Actions to take —
1. Answer these questions using the passage about the M-3500 trencher, one answer per line:
(a) What does the fully proportional joystick give the operator?
(b) Which national market has traditionally favored these machines?
(c) In which decade did Trimble pioneer in the drainage industry?
2. Continue the passage about the M-3500 trencher, picking up after its final sentence.

Source extract —
Inside the rise-and-fall operator’s cabin there is an electronic machine display and controls, and a fully proportional joystick that gives the operator total control of the digging mechanism from the seat. The machine also features an independent liftable pipe box, two independent folding pipe reels and machine walkways complying with the latest safety regulations to assist loading pipes.

General manager Christopher Pett says the M-3500 was developed specifically in response to calls for a mechanically driven trenching chain and side slope operation. The German market has traditionally favored such machines and its genre is making a comeback elsewhere in Europe. Since its launch, it has also attracted a great deal of interest in North America, where Mastenbroek sees great potential. “There are some key advantages using mechanical drive, as maximum engine power goes straight to the chain. It’s comparatively more fuel efficient and delivers impressive productivity rates.

Single joystick control means that setting-in is much quicker, which itself can lead to better productivity.”

The M-3500 is the latest machine to be offered by Mastenbroek with Trimble’s Field Level II GPS system. Following extensive European field trials, the launch in early 2010 signified a major step forward in the positional and grade-control accuracy of trenching applications in land drainage. It will be offered to customers as an alternative to current laser surveying and installation equipment. Mastenbroek has a long-standing relationship with Trimble, which pioneered in the drainage industry in the 1970s, taking land drainage to a new level of sophistication.

Data rows —
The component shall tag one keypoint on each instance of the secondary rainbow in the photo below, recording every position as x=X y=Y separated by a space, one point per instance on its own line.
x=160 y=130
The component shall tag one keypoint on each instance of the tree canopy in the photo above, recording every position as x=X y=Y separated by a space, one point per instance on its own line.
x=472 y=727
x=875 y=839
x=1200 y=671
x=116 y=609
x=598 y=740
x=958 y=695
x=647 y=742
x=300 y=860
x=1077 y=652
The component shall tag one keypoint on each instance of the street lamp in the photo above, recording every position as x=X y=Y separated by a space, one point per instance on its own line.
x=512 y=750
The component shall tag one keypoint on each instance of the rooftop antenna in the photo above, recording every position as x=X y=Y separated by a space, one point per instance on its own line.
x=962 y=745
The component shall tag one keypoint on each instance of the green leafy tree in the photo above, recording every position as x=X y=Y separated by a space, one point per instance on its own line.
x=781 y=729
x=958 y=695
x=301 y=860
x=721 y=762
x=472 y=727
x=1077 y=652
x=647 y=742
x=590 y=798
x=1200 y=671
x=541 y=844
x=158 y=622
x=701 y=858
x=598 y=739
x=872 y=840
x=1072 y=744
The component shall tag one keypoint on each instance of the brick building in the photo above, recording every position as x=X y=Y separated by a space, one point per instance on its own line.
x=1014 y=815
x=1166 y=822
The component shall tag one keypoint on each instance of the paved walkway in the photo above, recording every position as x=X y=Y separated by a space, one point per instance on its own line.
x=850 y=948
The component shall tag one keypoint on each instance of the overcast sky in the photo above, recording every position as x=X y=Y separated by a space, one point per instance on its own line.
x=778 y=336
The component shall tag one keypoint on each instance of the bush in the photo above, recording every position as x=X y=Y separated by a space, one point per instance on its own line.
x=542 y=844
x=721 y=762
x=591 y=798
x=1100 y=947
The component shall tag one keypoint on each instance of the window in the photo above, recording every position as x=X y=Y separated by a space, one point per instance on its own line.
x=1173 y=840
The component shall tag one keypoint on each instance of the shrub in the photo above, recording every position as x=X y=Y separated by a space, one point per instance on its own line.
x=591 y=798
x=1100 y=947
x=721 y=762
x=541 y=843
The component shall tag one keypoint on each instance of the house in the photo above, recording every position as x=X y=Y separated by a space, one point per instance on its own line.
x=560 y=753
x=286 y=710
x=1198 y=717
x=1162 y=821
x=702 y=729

Exercise answers —
1.
(a) Total control of the digging mechanism from the seat.
(b) The German market.
(c) The 1970s.

2.
Mastenbroek, which championed laser systems more than three decades ago, believes GPS is set to make its mark on land drainage with similar impact, bringing as it does the opportunities to reduce waste of valuable natural or recycled resources, and accelerated pipe installation. There are potentially massive savings in backfill.

Trucking companion
Hugely popular in Europe and elsewhere is the Mastenbroek CT/12 crawler truck, an ideal companion to a range of the company’s drainage trenchers, including one of its best sellers, the 30/20. The machine is capable of operating in parallel to, or “tram-lining” in the wake of the trencher. An easily accessible and capacious hopper may be loaded by a variety of plant. Many CT/12s have been sold worldwide. Much more than a gravel cart, the self-propelled CT/12 is a true workhorse of the drainage industry.

Used for backfilling trenches for drainage and other pipeline applications in its standard form, this machine has an engine rated at 164kW (220 horsepower) and weighs in at 17 tonnes (37,400 lbs). The CT/12 has a large 15-tonne (33,000-lb) hopper capacity, independent variable hydrostatic track drive and a 180-degree swing, hydraulically slewable, front-mounted conveyor discharge assembly. Together, the 30/20 and CT/12 are capable of extremely high productivity in agricultural land drainage specification.

Importantly, for contractors that have opted for the CT/12, it extends the season of operation. It is capable of working with drainage trenchers throughout the growing season, not just after harvest. A “moving bed” based at the bottom of the hopper means, additionally, that it is capable of handling a wide range of materials, from sand to coarse aggregates, for trench backfilling. Many contractors can extend their operations outside those of land drainage, using the CT/12, to other utilities works, including pipe-laying, further extending their seasonal operations; the truck is also a tipping hopper and dump truck.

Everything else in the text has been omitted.